Set exercise:
Please pull out and copy every line in the data below that contains the word "frame". Case counts.

━━ Record list ━━

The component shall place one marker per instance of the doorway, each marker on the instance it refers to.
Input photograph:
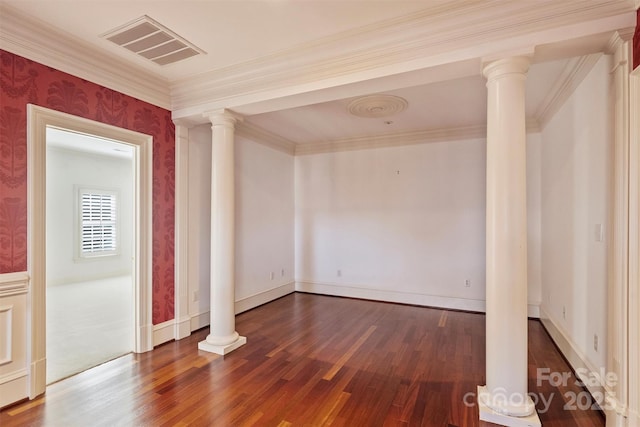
(89, 251)
(40, 120)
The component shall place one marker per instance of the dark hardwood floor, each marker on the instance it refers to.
(310, 361)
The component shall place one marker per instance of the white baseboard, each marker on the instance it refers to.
(14, 387)
(264, 297)
(200, 320)
(576, 358)
(163, 332)
(183, 327)
(400, 297)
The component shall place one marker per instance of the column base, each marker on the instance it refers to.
(222, 349)
(489, 415)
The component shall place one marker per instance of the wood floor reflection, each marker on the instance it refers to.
(310, 361)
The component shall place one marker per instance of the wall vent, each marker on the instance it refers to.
(152, 41)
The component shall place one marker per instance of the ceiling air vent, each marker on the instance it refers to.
(152, 41)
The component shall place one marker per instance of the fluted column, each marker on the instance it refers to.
(504, 399)
(222, 337)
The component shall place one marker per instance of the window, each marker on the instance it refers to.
(98, 223)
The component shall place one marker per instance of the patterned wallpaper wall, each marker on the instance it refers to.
(23, 81)
(636, 43)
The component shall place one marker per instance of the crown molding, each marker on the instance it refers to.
(440, 34)
(393, 140)
(403, 138)
(43, 43)
(264, 137)
(619, 37)
(570, 78)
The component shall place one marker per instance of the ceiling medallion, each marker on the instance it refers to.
(375, 106)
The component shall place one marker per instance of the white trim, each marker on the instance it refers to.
(171, 329)
(14, 387)
(14, 283)
(570, 78)
(253, 301)
(578, 361)
(634, 248)
(163, 332)
(412, 298)
(618, 289)
(181, 287)
(430, 37)
(401, 139)
(393, 140)
(200, 320)
(43, 43)
(264, 137)
(38, 118)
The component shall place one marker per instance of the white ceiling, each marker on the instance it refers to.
(230, 31)
(447, 104)
(265, 58)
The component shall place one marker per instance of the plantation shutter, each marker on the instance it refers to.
(98, 230)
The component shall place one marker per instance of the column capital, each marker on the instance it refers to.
(222, 117)
(500, 67)
(184, 122)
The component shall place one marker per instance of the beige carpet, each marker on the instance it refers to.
(88, 324)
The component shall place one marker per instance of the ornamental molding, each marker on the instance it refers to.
(43, 43)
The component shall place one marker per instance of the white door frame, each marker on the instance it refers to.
(38, 118)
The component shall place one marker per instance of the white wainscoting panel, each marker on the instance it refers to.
(14, 380)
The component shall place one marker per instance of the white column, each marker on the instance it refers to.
(504, 400)
(222, 337)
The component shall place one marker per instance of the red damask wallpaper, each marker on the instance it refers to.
(23, 81)
(636, 43)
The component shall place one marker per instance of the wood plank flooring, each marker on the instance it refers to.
(310, 361)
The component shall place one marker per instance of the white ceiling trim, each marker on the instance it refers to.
(416, 41)
(572, 75)
(40, 42)
(393, 140)
(264, 137)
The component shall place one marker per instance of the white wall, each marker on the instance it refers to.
(67, 169)
(264, 223)
(402, 224)
(576, 164)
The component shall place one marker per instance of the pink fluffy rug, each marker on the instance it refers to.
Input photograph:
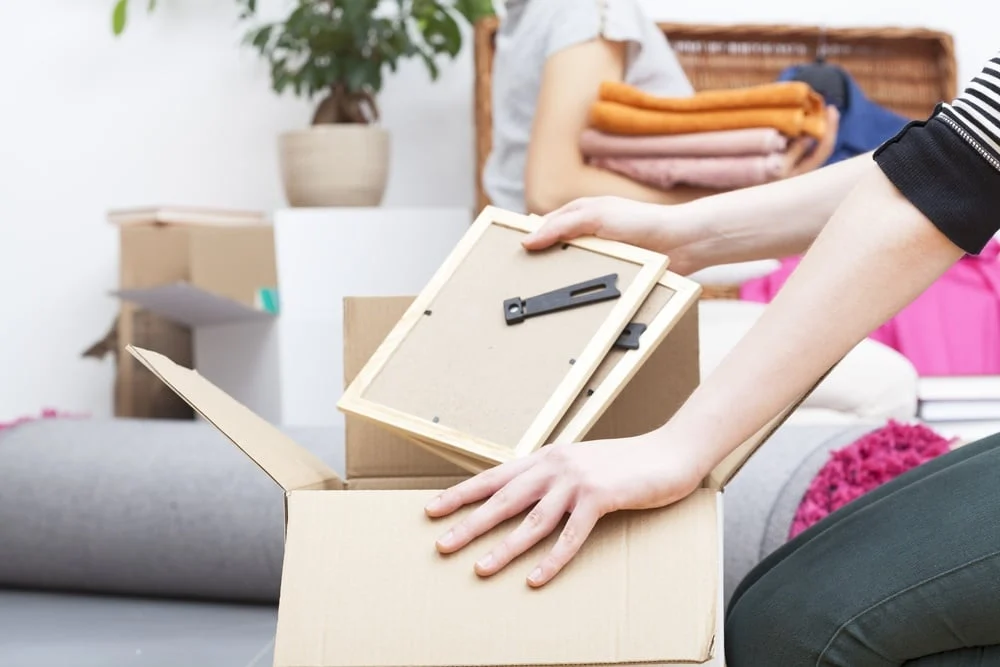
(47, 413)
(868, 462)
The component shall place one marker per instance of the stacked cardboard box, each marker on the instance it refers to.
(180, 268)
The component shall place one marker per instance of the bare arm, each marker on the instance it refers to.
(774, 220)
(556, 172)
(876, 255)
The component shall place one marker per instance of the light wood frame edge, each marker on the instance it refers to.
(686, 293)
(653, 264)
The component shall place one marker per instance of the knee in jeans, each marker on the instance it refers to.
(767, 626)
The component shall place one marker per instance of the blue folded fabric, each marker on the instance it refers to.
(864, 125)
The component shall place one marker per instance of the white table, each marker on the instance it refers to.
(290, 369)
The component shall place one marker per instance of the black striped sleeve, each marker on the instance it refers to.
(948, 166)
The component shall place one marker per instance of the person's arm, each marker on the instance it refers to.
(775, 220)
(555, 172)
(932, 195)
(875, 256)
(767, 221)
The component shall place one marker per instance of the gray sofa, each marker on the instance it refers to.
(156, 543)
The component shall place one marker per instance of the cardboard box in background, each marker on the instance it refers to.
(179, 268)
(650, 398)
(646, 587)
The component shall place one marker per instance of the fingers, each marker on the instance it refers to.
(579, 526)
(569, 222)
(507, 502)
(539, 522)
(476, 488)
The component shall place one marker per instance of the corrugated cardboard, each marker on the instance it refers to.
(363, 586)
(402, 483)
(650, 398)
(200, 275)
(181, 267)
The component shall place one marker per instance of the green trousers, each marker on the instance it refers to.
(908, 574)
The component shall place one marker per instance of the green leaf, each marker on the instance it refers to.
(119, 17)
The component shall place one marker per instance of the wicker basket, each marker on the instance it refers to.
(903, 69)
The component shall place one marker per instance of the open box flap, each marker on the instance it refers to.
(732, 464)
(193, 306)
(289, 464)
(362, 562)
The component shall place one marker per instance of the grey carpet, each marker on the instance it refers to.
(163, 508)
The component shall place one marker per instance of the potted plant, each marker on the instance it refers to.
(338, 52)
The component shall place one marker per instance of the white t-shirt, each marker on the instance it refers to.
(531, 31)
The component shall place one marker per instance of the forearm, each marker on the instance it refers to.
(546, 193)
(768, 221)
(876, 255)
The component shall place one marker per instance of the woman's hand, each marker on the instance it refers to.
(663, 228)
(586, 480)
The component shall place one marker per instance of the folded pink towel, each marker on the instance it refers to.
(714, 173)
(754, 141)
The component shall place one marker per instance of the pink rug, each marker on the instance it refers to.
(868, 462)
(47, 413)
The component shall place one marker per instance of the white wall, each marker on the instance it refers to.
(178, 112)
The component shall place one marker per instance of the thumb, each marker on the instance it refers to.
(561, 226)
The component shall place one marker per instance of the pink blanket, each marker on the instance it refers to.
(727, 143)
(953, 328)
(717, 173)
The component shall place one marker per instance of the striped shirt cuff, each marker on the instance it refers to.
(948, 167)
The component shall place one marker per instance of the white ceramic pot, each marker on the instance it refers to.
(335, 165)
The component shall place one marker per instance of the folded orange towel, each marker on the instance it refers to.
(791, 107)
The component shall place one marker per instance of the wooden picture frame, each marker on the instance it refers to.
(660, 312)
(400, 379)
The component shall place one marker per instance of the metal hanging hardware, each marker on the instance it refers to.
(517, 309)
(629, 338)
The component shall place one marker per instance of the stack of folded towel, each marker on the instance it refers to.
(718, 139)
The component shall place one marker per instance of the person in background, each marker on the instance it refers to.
(908, 574)
(551, 57)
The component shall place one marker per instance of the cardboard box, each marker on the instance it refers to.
(646, 402)
(198, 275)
(179, 268)
(645, 587)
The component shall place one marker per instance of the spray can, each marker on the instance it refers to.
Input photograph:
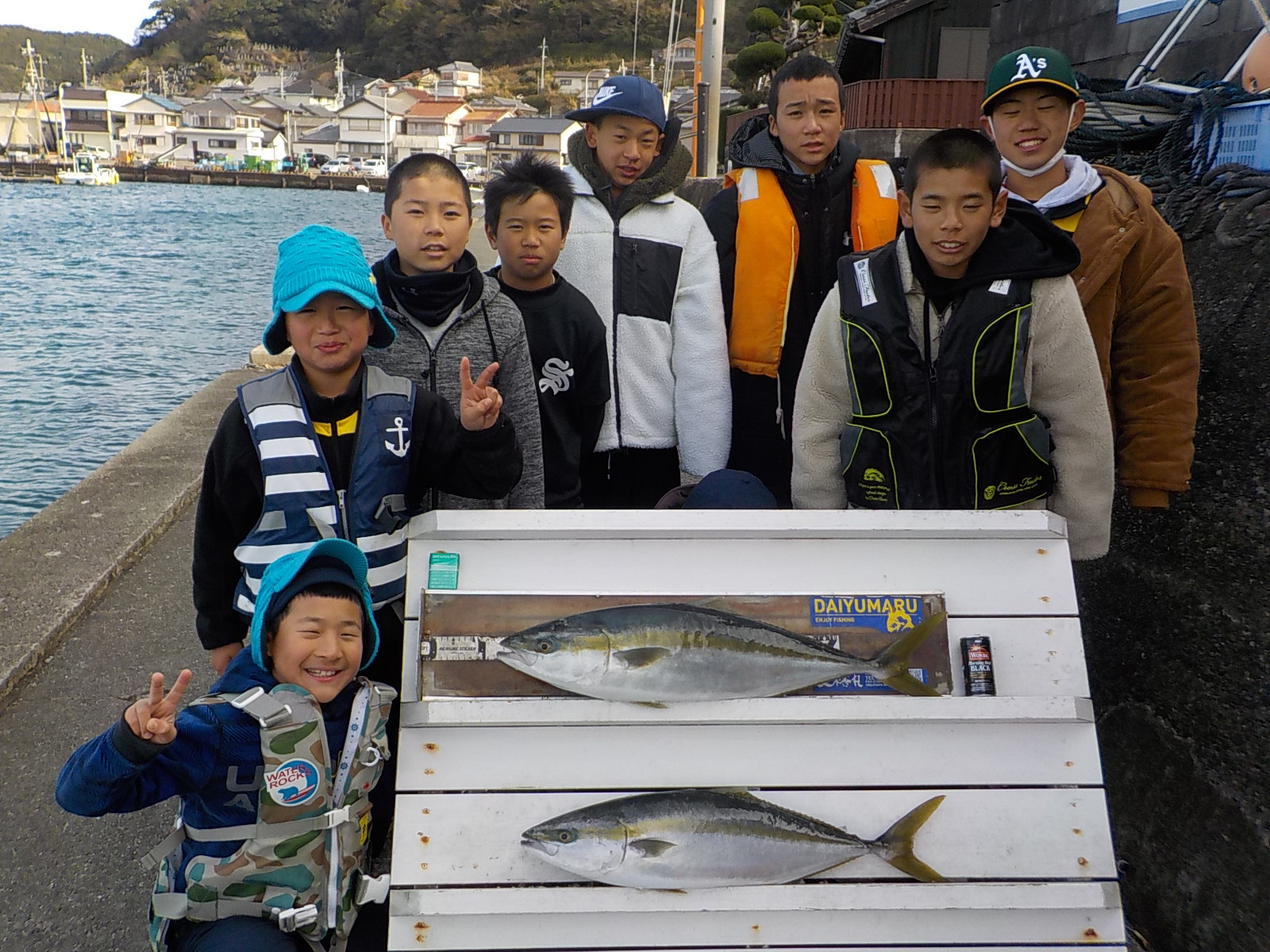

━━━

Correct output:
The component shall place one marker per instance of the white door frame, each marker on the instance it refers to.
The component shall place one marker per instance of the light wood frame edge, each marker on the instance it refers to.
The component shall place one marker per instance of the wooden picture frame, each marker on the instance it refers to.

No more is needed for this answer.